--- The records ---
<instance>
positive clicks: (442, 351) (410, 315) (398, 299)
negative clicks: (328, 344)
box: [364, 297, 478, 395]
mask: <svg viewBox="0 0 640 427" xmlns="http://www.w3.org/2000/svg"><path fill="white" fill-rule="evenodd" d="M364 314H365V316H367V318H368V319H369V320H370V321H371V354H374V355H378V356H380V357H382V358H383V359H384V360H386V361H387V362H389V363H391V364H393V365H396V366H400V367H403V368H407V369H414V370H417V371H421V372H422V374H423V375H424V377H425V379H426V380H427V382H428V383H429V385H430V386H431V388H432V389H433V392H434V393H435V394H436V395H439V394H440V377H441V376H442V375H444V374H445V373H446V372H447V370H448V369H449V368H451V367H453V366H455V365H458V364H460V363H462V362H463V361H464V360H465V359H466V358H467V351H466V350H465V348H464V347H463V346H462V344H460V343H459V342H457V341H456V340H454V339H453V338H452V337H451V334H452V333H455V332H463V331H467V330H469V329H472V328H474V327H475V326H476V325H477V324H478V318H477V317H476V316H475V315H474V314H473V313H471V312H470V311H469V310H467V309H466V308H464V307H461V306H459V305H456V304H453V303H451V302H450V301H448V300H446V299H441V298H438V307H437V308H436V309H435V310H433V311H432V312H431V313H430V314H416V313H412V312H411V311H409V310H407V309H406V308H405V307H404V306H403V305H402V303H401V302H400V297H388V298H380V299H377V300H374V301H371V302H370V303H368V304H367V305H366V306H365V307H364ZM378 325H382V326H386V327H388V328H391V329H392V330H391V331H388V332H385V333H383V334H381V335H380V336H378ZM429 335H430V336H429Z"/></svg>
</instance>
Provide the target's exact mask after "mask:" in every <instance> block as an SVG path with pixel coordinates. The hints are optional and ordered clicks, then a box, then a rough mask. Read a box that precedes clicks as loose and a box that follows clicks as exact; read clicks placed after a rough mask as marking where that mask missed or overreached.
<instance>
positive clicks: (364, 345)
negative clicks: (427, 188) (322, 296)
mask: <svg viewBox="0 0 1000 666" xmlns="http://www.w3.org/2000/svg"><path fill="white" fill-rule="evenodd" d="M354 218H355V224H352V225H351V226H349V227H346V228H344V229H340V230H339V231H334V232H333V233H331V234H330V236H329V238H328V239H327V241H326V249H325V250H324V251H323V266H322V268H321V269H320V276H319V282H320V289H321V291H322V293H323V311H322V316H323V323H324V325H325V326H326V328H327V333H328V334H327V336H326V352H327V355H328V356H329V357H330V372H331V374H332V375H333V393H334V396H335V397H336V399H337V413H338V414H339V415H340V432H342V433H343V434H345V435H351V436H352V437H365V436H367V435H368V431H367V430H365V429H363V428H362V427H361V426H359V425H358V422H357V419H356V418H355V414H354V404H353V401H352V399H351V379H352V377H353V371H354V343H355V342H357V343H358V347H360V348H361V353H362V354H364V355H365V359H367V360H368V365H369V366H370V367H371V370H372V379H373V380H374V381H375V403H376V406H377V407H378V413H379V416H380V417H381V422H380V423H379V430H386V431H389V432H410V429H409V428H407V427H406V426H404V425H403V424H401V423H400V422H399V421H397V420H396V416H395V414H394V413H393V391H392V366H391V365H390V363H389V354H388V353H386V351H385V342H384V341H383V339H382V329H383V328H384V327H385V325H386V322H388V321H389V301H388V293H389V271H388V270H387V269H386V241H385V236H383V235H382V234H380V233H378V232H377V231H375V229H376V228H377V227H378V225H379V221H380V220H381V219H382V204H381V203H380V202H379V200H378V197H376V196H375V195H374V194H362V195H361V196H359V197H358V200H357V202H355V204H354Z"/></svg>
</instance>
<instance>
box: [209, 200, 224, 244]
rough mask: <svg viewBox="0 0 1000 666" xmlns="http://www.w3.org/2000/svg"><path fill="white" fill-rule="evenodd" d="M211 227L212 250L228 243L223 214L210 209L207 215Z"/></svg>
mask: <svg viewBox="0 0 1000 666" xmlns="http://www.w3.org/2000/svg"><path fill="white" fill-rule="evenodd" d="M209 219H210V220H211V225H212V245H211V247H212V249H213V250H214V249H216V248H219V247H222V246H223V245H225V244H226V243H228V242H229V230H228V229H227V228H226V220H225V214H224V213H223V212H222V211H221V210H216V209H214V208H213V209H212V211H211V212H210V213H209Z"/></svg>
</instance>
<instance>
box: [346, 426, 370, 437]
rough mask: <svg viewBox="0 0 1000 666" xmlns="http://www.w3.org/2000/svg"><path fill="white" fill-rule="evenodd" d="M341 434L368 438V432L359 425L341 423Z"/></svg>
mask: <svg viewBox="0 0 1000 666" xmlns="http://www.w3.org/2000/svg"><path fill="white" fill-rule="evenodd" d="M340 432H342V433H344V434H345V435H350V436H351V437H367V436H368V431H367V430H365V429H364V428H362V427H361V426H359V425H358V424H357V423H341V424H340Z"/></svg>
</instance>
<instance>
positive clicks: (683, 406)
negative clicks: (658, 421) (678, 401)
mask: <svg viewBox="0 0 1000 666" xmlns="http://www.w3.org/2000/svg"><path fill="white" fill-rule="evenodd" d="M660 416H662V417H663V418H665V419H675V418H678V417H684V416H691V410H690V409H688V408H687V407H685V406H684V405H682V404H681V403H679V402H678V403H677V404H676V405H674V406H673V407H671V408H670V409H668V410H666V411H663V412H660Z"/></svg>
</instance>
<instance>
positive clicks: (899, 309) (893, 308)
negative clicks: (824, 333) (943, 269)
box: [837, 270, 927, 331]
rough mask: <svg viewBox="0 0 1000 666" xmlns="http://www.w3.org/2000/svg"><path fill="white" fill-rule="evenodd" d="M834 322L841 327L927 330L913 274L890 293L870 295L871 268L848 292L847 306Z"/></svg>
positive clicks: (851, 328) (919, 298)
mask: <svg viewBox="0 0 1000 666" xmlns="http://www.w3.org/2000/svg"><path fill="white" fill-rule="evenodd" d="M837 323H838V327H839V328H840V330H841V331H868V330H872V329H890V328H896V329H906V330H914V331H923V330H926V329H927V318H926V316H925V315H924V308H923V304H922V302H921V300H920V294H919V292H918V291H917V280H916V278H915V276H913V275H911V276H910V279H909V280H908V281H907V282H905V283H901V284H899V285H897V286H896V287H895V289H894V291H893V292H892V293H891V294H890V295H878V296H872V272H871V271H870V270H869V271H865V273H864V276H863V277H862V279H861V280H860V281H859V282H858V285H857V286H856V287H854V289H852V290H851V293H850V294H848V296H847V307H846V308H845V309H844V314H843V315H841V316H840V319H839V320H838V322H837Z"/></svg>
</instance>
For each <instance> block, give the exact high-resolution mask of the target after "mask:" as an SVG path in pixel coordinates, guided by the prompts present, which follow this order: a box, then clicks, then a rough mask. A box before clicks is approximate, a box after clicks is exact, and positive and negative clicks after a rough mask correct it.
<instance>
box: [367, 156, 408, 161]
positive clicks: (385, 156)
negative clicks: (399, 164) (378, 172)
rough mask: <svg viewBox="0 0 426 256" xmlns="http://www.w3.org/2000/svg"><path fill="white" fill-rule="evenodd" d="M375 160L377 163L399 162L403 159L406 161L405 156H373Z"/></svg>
---
• _Exercise prompt_:
Which of the lines in the material above contain "after"? Copy each one out.

• _The answer_:
Provide the target's exact mask after "mask:" in every <instance> block as an SVG path with pixel coordinates. The hints are optional and ordered clicks, then a box, then a rough mask. Read a box that precedes clicks as loose and a box that follows clicks as exact; read clicks placed after a rough mask as marking where that mask missed or overreached.
For each <instance> block, give the exact high-resolution mask of the target after "mask:" as an SVG path in pixel coordinates, guided by the prompts present, which follow this order: a box, then clicks, then a rough mask. A box before clicks is approximate, a box after clicks is exact, and positive and negative clicks after a rough mask correct it.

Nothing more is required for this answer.